:: PROVIDED TEXT ::
Contributors are invited to submit critical works on the sea and its
literary, cinematic, and/or cultural adaptations or mutations. Potential
topics might intersect:
Maritime themes
Environmental rhetoric
Exploration narratives
Freudian readings
Historic or modern aspects of piracy
The ocean as territory
The sea in literature, myth, and folklore
Transatlantic studies

Abstracts of 250-300 words should be e-mailed to
alan.lovegreen_at_email.ucr.edu by February 27, 2009 (text in the body of the
message; please no attachments).

POETICS OF SPACE

While its title is borrowed from Gaston Bachelard’s work, this CFP broadens
its focus to include not only theories or politics of domestic spaces, but
asks contributors to also interrogate how larger, more abstract “spaces”
are thought of, constructed, arranged, and removed in a wide array of
literature, media, and/or other terrains. Possible topics may include:

Physical, theoretical, and corporeal spaces
City planning or infrastructure
Urban/suburban space in theory or literature
Surplus / excess
Psychological implications of space
Space in rural settings
Social displacement
Non-fictional uses of waste
Space and cultural construction

Abstracts of 250-300 words should be e-mailed to
alan.lovegreen_at_email.ucr.edu by February 27, 2009 (text in the body of the
message; please no attachments).

MELVILLEAN MOVEMENTS

Contributors are invited to submit critical works on Herman Melville.
Papers may examine any aspect of the writer’s work, study the emergence of
his use as a cultural apparatus, or engage spin-offs that use themes or
elements of his work or image. we are interested in the politics that
allow Melville’s works and ideas to ‘transcend’ boundaries of space, time,
and media to retain their appeal. Possible topics may include:

Gender
Melville’s reemergence in the 1920s
Melville’s works in popular culture; art
Whale Lore
Critical history or popular culture response
Performance, music and song in the texts
Use of myth and history

Abstracts of 250-300 words should be e-mailed to
alan.lovegreen_at_email.ucr.edu by February 27, 2009 (text in the body of the
message; please no attachments).

IDENTITY FORMATION IN 19th C. AMERICAN CULTURE

Contributors are invited to submit critical works that examine issues on
identity in the “long” 19th century in any genre of American literature,
film, media, etc. Some potential topics include:

Slave trade/reconstruction as identity forming
Film technologies and the role of images
Transatlantic pressures and mimicry
Intersections of nostalgia and jeremiads
Science
The church
Transcendentalism / mysticism

Abstracts of 250-300 words should be e-mailed to
alan.lovegreen_at_email.ucr.edu by February 27, 2009 (text in the body of the
message; please no attachments).

:: DATA RECORDS ::
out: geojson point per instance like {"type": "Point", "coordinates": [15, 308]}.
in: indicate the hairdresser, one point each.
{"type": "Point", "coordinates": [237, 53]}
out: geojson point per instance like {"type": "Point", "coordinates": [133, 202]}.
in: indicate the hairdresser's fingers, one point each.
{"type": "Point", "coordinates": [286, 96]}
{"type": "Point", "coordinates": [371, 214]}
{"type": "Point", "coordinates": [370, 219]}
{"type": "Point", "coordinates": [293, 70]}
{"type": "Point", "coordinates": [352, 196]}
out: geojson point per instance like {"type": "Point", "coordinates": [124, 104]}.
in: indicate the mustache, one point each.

:: PROBLEM TO WORK ON ::
From the call for papers, list each possible topic given under the heading "MELVILLEAN MOVEMENTS".

:: FULL RESPONSE ::
- Gender
- Melville’s reemergence in the 1920s
- Melville’s works in popular culture; art
- Whale Lore
- Critical history or popular culture response
- Performance, music and song in the texts
- Use of myth and history